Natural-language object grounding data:
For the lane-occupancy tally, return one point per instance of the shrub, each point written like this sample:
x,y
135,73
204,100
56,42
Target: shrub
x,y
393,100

WHAT YOU HAVE TO DO: Type the data out again, exactly.

WRITTEN ANSWER:
For the lane-occupancy tally, return one point per instance of the shrub, each point written like this sample:
x,y
135,73
204,100
56,42
Target: shrub
x,y
393,100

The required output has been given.